Your goal -> Set out every line of the rows below as a Markdown table with two columns, No. and Line, numbering the lines and skipping any blank ones.

Recorded data ->
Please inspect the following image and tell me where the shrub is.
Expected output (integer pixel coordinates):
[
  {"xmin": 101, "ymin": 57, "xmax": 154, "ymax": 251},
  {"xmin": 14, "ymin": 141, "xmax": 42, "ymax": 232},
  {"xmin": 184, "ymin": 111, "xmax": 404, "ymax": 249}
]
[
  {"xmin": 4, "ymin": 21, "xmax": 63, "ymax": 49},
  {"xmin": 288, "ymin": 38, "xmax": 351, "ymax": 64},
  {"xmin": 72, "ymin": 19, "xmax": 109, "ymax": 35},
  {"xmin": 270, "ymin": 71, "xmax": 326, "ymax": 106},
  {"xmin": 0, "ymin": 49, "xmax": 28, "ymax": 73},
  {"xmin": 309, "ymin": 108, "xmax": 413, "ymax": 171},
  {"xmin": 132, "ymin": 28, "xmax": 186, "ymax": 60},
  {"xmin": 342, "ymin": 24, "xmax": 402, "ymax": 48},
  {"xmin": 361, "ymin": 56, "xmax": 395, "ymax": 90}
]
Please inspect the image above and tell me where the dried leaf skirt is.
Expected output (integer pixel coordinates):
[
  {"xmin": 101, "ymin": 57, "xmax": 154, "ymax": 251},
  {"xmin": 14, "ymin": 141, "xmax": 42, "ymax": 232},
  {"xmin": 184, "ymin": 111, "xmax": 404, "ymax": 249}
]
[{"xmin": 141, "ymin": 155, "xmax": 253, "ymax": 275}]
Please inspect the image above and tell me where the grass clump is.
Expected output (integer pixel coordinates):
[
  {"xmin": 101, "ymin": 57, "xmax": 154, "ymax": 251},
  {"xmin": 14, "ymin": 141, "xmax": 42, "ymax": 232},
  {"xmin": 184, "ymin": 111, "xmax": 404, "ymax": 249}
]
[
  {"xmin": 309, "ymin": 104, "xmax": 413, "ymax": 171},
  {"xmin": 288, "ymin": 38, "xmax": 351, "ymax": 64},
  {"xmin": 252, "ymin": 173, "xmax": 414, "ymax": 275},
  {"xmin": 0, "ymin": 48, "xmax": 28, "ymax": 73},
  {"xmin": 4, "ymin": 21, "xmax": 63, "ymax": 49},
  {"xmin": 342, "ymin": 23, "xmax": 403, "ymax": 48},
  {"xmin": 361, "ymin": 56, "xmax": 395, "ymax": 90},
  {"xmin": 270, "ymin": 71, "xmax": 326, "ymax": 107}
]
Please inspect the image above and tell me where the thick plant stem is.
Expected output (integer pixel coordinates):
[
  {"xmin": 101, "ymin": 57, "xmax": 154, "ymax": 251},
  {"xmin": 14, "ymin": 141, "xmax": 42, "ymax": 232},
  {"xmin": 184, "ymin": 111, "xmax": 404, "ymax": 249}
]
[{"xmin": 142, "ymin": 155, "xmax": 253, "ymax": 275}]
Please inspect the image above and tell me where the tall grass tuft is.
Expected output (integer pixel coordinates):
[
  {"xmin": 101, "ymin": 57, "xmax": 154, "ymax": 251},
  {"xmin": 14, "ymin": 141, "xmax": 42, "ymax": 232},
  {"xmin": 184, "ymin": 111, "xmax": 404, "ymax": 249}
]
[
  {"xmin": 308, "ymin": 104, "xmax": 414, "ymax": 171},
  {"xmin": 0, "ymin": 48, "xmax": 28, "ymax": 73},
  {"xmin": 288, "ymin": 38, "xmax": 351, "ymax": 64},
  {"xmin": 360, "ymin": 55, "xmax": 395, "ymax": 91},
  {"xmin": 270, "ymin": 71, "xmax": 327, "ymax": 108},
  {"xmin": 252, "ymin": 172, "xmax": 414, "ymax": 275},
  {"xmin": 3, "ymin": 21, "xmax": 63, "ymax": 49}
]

Solved exercise ->
| No. | Line |
|---|---|
| 1 | Please inspect the following image and tell me where the shrub is. |
| 2 | Expected output (integer pixel coordinates): |
| 3 | [ |
| 4 |   {"xmin": 101, "ymin": 57, "xmax": 154, "ymax": 251}, |
| 5 |   {"xmin": 14, "ymin": 141, "xmax": 42, "ymax": 232}, |
| 6 |   {"xmin": 184, "ymin": 111, "xmax": 404, "ymax": 249} |
| 7 | ] |
| 8 | [ |
| 9 |   {"xmin": 4, "ymin": 21, "xmax": 63, "ymax": 49}, |
| 10 |   {"xmin": 288, "ymin": 38, "xmax": 351, "ymax": 64}, |
| 11 |   {"xmin": 72, "ymin": 19, "xmax": 109, "ymax": 35}, |
| 12 |   {"xmin": 270, "ymin": 71, "xmax": 326, "ymax": 106}, |
| 13 |   {"xmin": 0, "ymin": 49, "xmax": 28, "ymax": 73}, |
| 14 |   {"xmin": 309, "ymin": 108, "xmax": 413, "ymax": 171}, |
| 15 |   {"xmin": 132, "ymin": 28, "xmax": 186, "ymax": 60}, |
| 16 |   {"xmin": 342, "ymin": 24, "xmax": 402, "ymax": 48}, |
| 17 |   {"xmin": 361, "ymin": 56, "xmax": 395, "ymax": 90} |
| 18 | ] |
| 19 | Please inspect the image above and tell me where the dried leaf skirt is. |
| 20 | Expected output (integer pixel coordinates): |
| 21 | [ |
| 22 |   {"xmin": 101, "ymin": 57, "xmax": 154, "ymax": 251}, |
| 23 |   {"xmin": 14, "ymin": 141, "xmax": 42, "ymax": 232}, |
| 24 |   {"xmin": 184, "ymin": 111, "xmax": 404, "ymax": 249} |
| 25 | ] |
| 26 | [{"xmin": 141, "ymin": 155, "xmax": 253, "ymax": 275}] |
| 27 | Please inspect the image above and tell me where the grass clump is. |
| 28 | Expected output (integer pixel coordinates): |
| 29 | [ |
| 30 |   {"xmin": 101, "ymin": 57, "xmax": 154, "ymax": 251}, |
| 31 |   {"xmin": 14, "ymin": 141, "xmax": 42, "ymax": 232}, |
| 32 |   {"xmin": 184, "ymin": 111, "xmax": 404, "ymax": 249} |
| 33 | ] |
| 34 | [ |
| 35 |   {"xmin": 309, "ymin": 104, "xmax": 413, "ymax": 171}, |
| 36 |   {"xmin": 288, "ymin": 38, "xmax": 351, "ymax": 64}, |
| 37 |   {"xmin": 252, "ymin": 173, "xmax": 414, "ymax": 275}, |
| 38 |   {"xmin": 0, "ymin": 48, "xmax": 28, "ymax": 73}, |
| 39 |   {"xmin": 4, "ymin": 21, "xmax": 63, "ymax": 49}, |
| 40 |   {"xmin": 342, "ymin": 23, "xmax": 403, "ymax": 48}, |
| 41 |   {"xmin": 361, "ymin": 56, "xmax": 395, "ymax": 90}, |
| 42 |   {"xmin": 270, "ymin": 71, "xmax": 326, "ymax": 107} |
| 43 | ] |
| 44 | Please inspect the image above and tell me where the thick plant stem is. |
| 45 | Expected output (integer pixel coordinates): |
| 46 | [ |
| 47 |   {"xmin": 101, "ymin": 57, "xmax": 154, "ymax": 251}, |
| 48 |   {"xmin": 14, "ymin": 141, "xmax": 42, "ymax": 232}, |
| 49 |   {"xmin": 184, "ymin": 111, "xmax": 404, "ymax": 249} |
| 50 | ] |
| 51 | [{"xmin": 142, "ymin": 155, "xmax": 253, "ymax": 275}] |
| 52 | Please inspect the image above and tell me where the tall grass tuft is. |
| 53 | Expected output (integer pixel coordinates): |
| 54 | [ |
| 55 |   {"xmin": 101, "ymin": 57, "xmax": 154, "ymax": 251}, |
| 56 |   {"xmin": 14, "ymin": 141, "xmax": 42, "ymax": 232}, |
| 57 |   {"xmin": 184, "ymin": 111, "xmax": 404, "ymax": 249} |
| 58 | ] |
| 59 | [ |
| 60 |   {"xmin": 308, "ymin": 104, "xmax": 414, "ymax": 171}, |
| 61 |   {"xmin": 0, "ymin": 48, "xmax": 28, "ymax": 73}, |
| 62 |   {"xmin": 288, "ymin": 38, "xmax": 351, "ymax": 64}, |
| 63 |   {"xmin": 360, "ymin": 55, "xmax": 395, "ymax": 91}, |
| 64 |   {"xmin": 270, "ymin": 71, "xmax": 327, "ymax": 108}, |
| 65 |   {"xmin": 252, "ymin": 172, "xmax": 414, "ymax": 275}, |
| 66 |   {"xmin": 3, "ymin": 21, "xmax": 63, "ymax": 49} |
| 67 | ] |